ACTIVITY: Filter out all lines without the word "sample" from the data below, please, and copy the rest.

+++ DATA TO USE

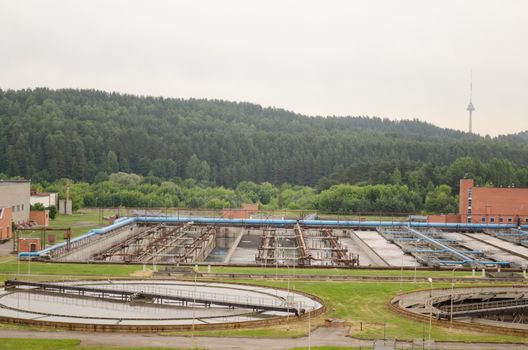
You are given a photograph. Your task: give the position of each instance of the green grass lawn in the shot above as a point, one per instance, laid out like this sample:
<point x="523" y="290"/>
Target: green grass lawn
<point x="59" y="344"/>
<point x="13" y="267"/>
<point x="333" y="272"/>
<point x="329" y="348"/>
<point x="80" y="222"/>
<point x="362" y="304"/>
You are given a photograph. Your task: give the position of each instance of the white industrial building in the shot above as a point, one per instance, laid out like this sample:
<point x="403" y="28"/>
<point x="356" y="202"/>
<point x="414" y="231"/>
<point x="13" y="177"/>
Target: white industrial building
<point x="15" y="194"/>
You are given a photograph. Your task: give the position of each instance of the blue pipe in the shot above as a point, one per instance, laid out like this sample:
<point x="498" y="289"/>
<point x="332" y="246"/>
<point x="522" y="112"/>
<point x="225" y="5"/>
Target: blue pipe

++++++

EXERCISE ANSWER:
You are given a photograph. Your task: give the position of each instance of the green grass lawn in the shot above as a point, one per instance, laid out like this sample:
You are given a photograph. Your task: give the position of each instance of the white industrial building in the shot above as a point, one per instance, laid out like this sample:
You are given a photograph. Your task: give the position of each instance of the blue pipe in the shot above as a point, one per instance, laid out like this sample:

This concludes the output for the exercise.